What follows is a set of records. Copy them exactly and leave out the images.

Source material: Begin

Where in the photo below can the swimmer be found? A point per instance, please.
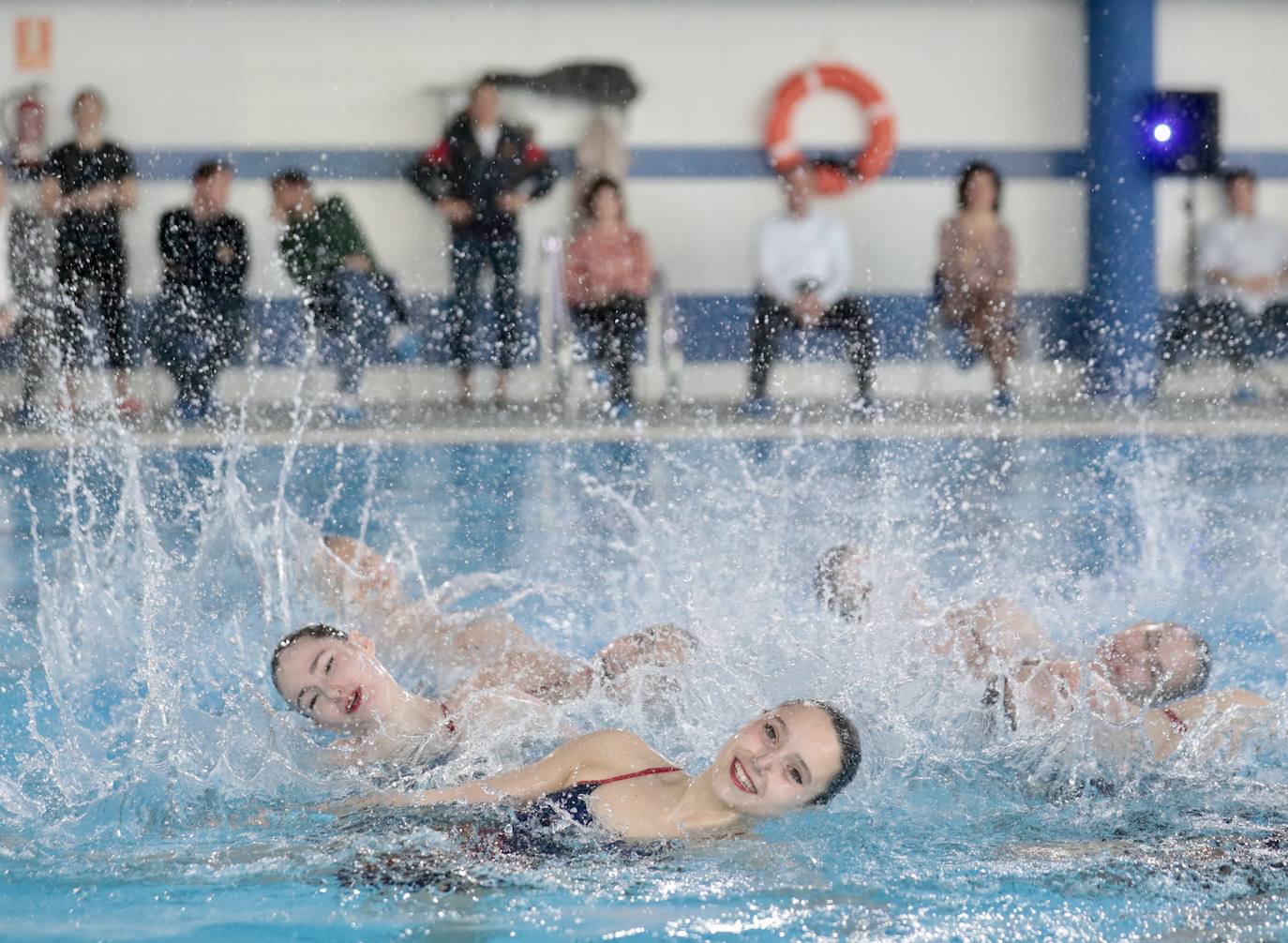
(1043, 692)
(337, 681)
(1149, 664)
(801, 753)
(364, 587)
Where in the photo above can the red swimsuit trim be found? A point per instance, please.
(1181, 726)
(654, 771)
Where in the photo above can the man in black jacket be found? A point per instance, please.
(202, 315)
(481, 175)
(89, 182)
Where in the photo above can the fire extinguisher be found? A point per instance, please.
(24, 133)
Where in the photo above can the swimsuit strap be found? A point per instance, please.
(1177, 722)
(651, 771)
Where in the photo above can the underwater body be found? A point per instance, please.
(148, 771)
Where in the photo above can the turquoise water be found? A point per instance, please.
(152, 788)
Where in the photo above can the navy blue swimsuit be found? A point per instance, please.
(572, 801)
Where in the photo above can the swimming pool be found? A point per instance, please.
(151, 788)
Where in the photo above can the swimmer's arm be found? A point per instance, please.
(994, 629)
(577, 759)
(1167, 726)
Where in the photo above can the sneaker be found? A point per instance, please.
(26, 417)
(187, 412)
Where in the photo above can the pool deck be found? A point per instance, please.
(919, 401)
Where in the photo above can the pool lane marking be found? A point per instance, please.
(1216, 427)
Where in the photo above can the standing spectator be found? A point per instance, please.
(802, 267)
(203, 258)
(27, 296)
(607, 278)
(975, 279)
(344, 290)
(1243, 265)
(481, 175)
(88, 183)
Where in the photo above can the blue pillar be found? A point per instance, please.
(1122, 296)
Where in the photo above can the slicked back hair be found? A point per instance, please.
(851, 750)
(317, 630)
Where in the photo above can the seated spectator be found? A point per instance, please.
(975, 278)
(802, 268)
(607, 278)
(27, 296)
(345, 292)
(202, 308)
(481, 175)
(1243, 271)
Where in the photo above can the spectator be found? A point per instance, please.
(203, 259)
(88, 183)
(607, 279)
(27, 295)
(1243, 265)
(344, 290)
(975, 279)
(802, 267)
(481, 175)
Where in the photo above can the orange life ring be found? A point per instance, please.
(832, 176)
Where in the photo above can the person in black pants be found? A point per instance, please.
(202, 323)
(802, 267)
(88, 183)
(481, 175)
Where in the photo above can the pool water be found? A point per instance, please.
(151, 786)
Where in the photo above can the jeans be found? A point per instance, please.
(849, 316)
(80, 267)
(469, 253)
(613, 329)
(195, 339)
(1226, 326)
(362, 319)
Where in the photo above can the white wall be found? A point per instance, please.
(1236, 48)
(352, 75)
(992, 74)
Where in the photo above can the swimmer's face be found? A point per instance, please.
(1149, 661)
(782, 760)
(335, 683)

Source material: End

Solution to this task
Where in the photo below can the swimmer be found? A point per instance, please.
(1043, 692)
(337, 681)
(1149, 664)
(801, 753)
(364, 587)
Where in the photo above can the red swimsuit trim be found? A point per instance, please.
(1181, 726)
(654, 771)
Where in the photo above can the man in black jacket be found? A point per instance, please.
(202, 315)
(481, 175)
(89, 182)
Where in the photo above can the fire extinguisher be found? A point per instance, please.
(24, 133)
Where in the photo above can the swimsuit strap be found? A point per instance, please.
(1177, 722)
(651, 771)
Where in the photo above can the underwater body be found? A point per instance, please.
(148, 771)
Where in the photo above can the turquoise water be found? A point per instance, please.
(152, 788)
Where in the photo above can the navy blue swimsuit be found? A point per instance, please.
(572, 801)
Where in the photo above can the swimming pool be found? A point per instance, please.
(151, 788)
Where in the photo above can the swimmer's arm be found? A point per instance, please.
(994, 629)
(577, 759)
(1167, 726)
Where in the photo above can the sneaker be found? A point per instance, please.
(26, 417)
(187, 412)
Where in the photo above can the pool deck be found? A point per instance, please.
(919, 401)
Where in the photo above can the pool lane marking be found? A point per instance, please.
(1216, 427)
Where in the photo above can the standing spectator be found? A point per instance, please.
(802, 267)
(203, 258)
(27, 296)
(607, 278)
(975, 279)
(344, 290)
(1243, 265)
(481, 175)
(88, 183)
Where in the photo above can the blue pillar be found? A point per instance, please.
(1122, 296)
Where in the photo above can the slicked back hair be found? A point per instance, please.
(851, 750)
(317, 630)
Where in the photo above can the seated spectator be found? A point per instance, please.
(975, 278)
(802, 268)
(607, 278)
(27, 296)
(345, 292)
(202, 308)
(481, 175)
(1243, 271)
Where in the photo above can the spectator be found? A point per instance, please.
(203, 259)
(88, 183)
(607, 279)
(27, 295)
(1243, 265)
(344, 290)
(975, 279)
(802, 267)
(481, 175)
Where in the photo above can the orange life ring be found? A point per instance, please.
(832, 176)
Where in the photo above can the person in black pants be found? A point per instance, please.
(202, 323)
(802, 267)
(88, 183)
(481, 175)
Where in the photo above can the pool water be found? A point per instance, please.
(151, 786)
Where in the photo above can the jeans be found? A point per instance, please.
(849, 316)
(80, 267)
(469, 253)
(613, 329)
(195, 339)
(1226, 326)
(362, 319)
Where in the photo above can the white wall be found? A point per instance, please.
(1236, 48)
(352, 75)
(992, 74)
Where in the photo above can the swimmer's face be found? A point per instance, please.
(1149, 661)
(782, 760)
(335, 683)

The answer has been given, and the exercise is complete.